WHAT TO PRODUCE
Copy, exactly as written, the lines that begin at the one containing "Each instance receives one keypoint. Mark the sandy" and end at the one containing "Each instance receives one keypoint. Mark the sunbather". Skip any pictures in the data below.

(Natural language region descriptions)
══════

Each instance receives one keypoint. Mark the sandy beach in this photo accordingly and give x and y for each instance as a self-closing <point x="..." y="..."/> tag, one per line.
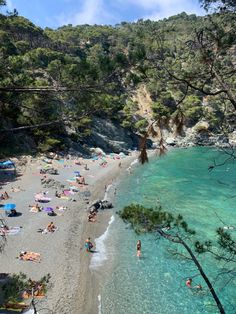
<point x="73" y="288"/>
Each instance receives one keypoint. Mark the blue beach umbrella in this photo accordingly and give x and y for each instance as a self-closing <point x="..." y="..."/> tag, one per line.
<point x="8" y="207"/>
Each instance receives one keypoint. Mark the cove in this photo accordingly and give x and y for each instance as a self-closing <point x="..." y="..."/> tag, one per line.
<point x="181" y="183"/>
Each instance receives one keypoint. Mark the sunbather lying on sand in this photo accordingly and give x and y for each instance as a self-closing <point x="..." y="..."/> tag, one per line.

══════

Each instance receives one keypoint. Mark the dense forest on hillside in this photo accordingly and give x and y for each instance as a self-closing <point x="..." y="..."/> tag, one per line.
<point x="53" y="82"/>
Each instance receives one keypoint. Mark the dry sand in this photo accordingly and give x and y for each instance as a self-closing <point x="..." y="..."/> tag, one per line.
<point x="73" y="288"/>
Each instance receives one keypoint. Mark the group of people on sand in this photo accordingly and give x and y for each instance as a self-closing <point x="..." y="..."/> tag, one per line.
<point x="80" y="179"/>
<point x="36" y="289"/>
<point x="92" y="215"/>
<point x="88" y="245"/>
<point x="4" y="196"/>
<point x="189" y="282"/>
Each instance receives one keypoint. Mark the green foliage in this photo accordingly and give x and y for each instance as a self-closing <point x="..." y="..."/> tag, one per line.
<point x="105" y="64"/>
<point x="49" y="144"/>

══════

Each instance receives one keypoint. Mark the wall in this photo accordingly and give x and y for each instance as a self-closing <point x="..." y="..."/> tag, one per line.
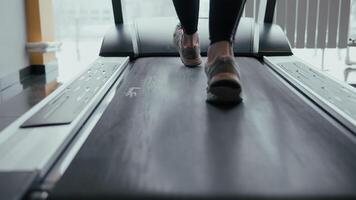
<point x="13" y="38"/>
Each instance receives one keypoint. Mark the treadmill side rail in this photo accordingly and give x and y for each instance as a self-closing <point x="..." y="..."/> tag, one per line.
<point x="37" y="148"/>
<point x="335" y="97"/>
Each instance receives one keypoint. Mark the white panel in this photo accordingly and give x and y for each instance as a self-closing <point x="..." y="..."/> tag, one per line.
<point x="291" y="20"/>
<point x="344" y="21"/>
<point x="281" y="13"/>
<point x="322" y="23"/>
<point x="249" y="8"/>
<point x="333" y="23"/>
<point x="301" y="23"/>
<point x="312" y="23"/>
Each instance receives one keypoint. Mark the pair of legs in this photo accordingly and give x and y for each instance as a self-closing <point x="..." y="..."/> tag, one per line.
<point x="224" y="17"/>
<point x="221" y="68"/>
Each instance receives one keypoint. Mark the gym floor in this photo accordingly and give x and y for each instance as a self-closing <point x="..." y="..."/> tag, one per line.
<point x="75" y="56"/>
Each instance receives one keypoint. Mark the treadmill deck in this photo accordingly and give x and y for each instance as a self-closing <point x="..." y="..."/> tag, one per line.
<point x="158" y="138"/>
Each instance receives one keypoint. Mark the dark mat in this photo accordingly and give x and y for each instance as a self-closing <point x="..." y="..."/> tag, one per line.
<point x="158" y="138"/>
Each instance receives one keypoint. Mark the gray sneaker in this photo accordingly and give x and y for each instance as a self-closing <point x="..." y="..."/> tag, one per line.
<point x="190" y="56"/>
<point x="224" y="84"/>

══════

TASK RESULT
Each instance receives one keypoint. Mark the sandy beach in this photo accordingly and give x and y for each instance as a self-closing <point x="..." y="..."/> tag, one per line.
<point x="73" y="288"/>
Each instance receives one keypoint. Mark the blue beach umbrella in this photo accordingly and give x and y for each instance as a self-closing <point x="..." y="..."/> tag, one per line.
<point x="8" y="207"/>
Each instance receives one keypoint. Mark the cove in this photo accordingly and give x and y for each instance as a self-closing <point x="..." y="..."/> tag, one per line.
<point x="181" y="183"/>
Each instance receives one keypoint. Mark the sunbather lying on sand in this photo accordingly and give x and y for each instance as a self-closing <point x="..." y="..."/> tag, one per line.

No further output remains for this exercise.